* **Dataset records**
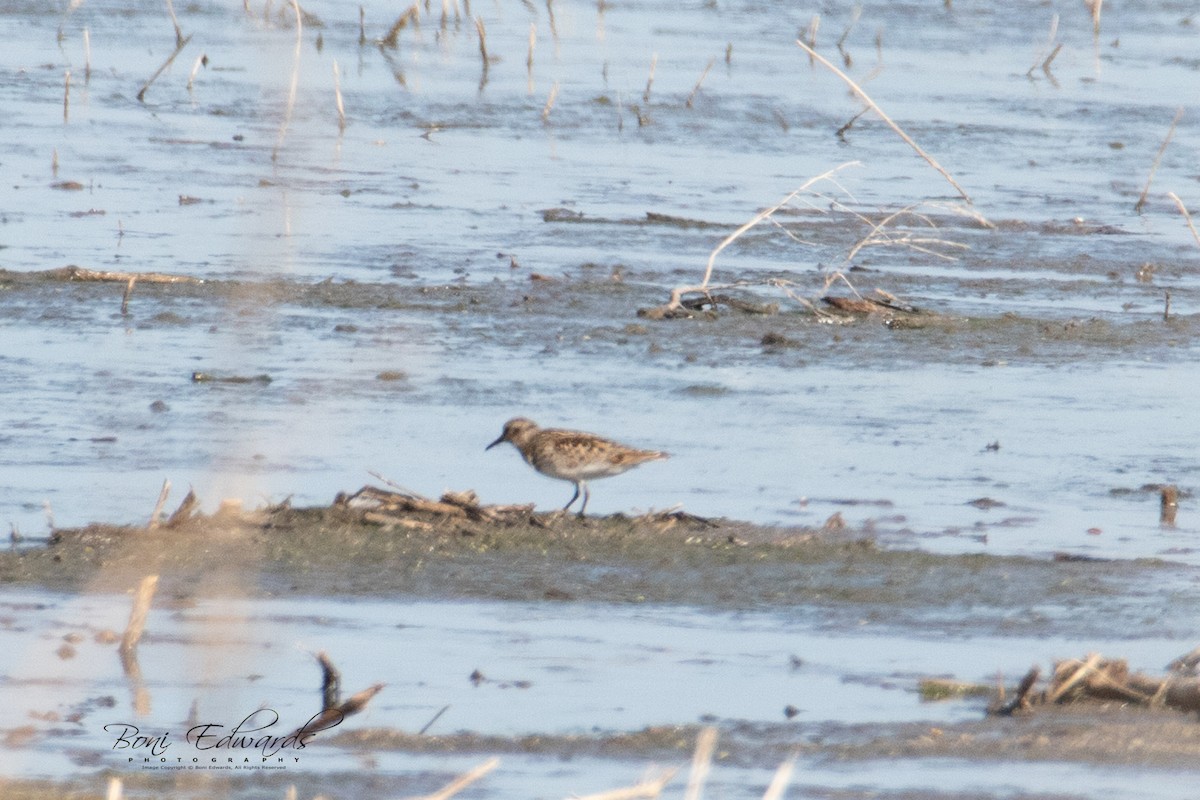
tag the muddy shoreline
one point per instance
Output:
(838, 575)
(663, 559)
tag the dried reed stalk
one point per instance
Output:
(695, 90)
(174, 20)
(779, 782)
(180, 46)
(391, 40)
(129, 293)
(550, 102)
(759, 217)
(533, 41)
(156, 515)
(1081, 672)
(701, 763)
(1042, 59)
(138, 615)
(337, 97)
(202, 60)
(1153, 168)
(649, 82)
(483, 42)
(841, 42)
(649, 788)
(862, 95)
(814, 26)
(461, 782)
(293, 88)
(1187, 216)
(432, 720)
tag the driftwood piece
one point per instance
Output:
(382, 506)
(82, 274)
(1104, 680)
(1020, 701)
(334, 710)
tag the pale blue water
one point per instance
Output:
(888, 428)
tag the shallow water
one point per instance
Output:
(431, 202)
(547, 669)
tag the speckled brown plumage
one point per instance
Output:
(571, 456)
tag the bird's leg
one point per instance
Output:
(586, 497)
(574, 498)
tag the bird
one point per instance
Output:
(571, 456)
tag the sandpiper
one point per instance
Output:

* **Problem details**
The data is to be restated word for word, with any pictures set aside.

* **Answer section**
tag the muddy shoreline
one point per instance
Output:
(838, 575)
(663, 559)
tag the dried reed stalk
one point per instance
Output:
(695, 90)
(174, 20)
(779, 782)
(180, 46)
(391, 40)
(129, 293)
(550, 102)
(759, 217)
(533, 41)
(156, 515)
(1081, 672)
(701, 763)
(1042, 59)
(138, 615)
(337, 97)
(202, 60)
(1153, 168)
(649, 82)
(483, 42)
(841, 42)
(649, 788)
(862, 95)
(814, 26)
(461, 782)
(293, 88)
(1187, 216)
(432, 720)
tag the driftwood piece
one point per instance
Output:
(382, 506)
(82, 274)
(1104, 680)
(1020, 701)
(334, 710)
tag the pale blue water
one point per instance
Output:
(888, 428)
tag the shallow water
one point per instance
Output:
(431, 202)
(547, 669)
tag the speckled brown plumage
one point per instance
Output:
(571, 456)
tag the bird's leg
one point per instance
Output:
(586, 497)
(574, 498)
tag the bird
one point per instance
Output:
(571, 456)
tag the sandpiper
one point per instance
Output:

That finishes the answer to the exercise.